#### [What is expected]
Rewrite every one of the records below as a numbered list, one line per item, skipping blank lines. Leave the pictures out of your answer.

#### [Dataset excerpts]
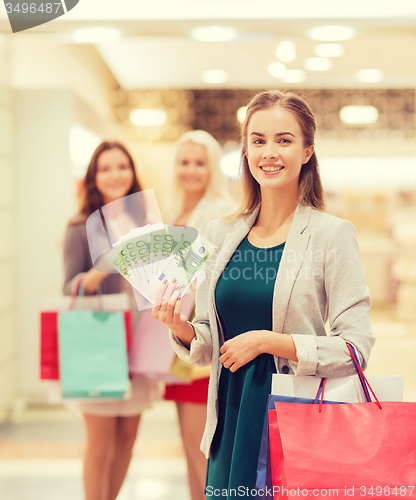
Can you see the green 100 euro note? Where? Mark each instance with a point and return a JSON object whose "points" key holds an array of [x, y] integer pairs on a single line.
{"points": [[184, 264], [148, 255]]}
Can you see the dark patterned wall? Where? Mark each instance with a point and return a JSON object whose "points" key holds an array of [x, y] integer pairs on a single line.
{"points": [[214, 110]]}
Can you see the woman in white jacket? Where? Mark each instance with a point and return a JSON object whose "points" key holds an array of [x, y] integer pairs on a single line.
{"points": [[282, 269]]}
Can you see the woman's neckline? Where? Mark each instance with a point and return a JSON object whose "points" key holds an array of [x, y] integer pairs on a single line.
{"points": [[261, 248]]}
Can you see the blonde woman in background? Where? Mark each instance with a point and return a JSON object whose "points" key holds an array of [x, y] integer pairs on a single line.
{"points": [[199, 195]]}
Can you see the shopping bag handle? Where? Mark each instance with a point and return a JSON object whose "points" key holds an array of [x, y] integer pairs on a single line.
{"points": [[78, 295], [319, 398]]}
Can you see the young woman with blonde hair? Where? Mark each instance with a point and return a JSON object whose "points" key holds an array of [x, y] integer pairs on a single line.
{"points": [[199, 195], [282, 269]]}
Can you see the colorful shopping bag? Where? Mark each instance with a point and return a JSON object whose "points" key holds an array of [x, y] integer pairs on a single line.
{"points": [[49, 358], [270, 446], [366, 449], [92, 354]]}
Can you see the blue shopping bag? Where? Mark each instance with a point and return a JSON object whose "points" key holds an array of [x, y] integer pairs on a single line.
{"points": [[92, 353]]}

#### [Problem solution]
1. Can you see the green 100 euro note? Where? Mark each instance with a point and return a JSON object whose "points" key holds an array of [x, y] integer pairs on a single line.
2. {"points": [[184, 264], [148, 255]]}
3. Can you see the dark patterned wall? Where? Mark each instance with a point and return a JSON object whose "points" key holds an array of [x, y] integer pairs on a single line.
4. {"points": [[214, 110]]}
5. Can you see the woman in white jacket? Where? Mark each instance with a point and return a JSON object whose "points" key holds an array of [x, y] integer pairs on a single line.
6. {"points": [[282, 269]]}
7. Can you see the woman's neckline? Where? Mark each instance with a point and return a JSON object whose "points" key holds an array of [x, y] integer pairs on a single line.
8. {"points": [[261, 248]]}
9. Can you see the blonde woman in background? Where? Mark each instance with a point and return a JSON object whose "points" key holds an array of [x, y] integer pairs on a single line.
10. {"points": [[199, 195]]}
11. Can you see the shopping bag handle? Where? Mark each instance with a point and return a JSON object whose "points" key holds an array of [x, y] integer pairs on a single line.
12. {"points": [[78, 295], [319, 398]]}
13. Can you see the young woman with blonde hair? Where? Mark each instance with a point and return a JSON object whose "points" key holds an array of [x, y] integer pairs on a single line.
14. {"points": [[199, 195], [282, 269]]}
15. Can you see the colorful shopping bag? Where? Mark each instance with a point and return a JSON object whose "points" key holds an array of [x, y] integer pairs on a single line.
16. {"points": [[49, 358], [270, 446], [366, 449], [92, 354]]}
17. Can you see the blue shopping bag? Where? Mark each instance with a point and return a JSON object whose "points" key holds an array of [x, y] integer pairs on a single line.
18. {"points": [[92, 353]]}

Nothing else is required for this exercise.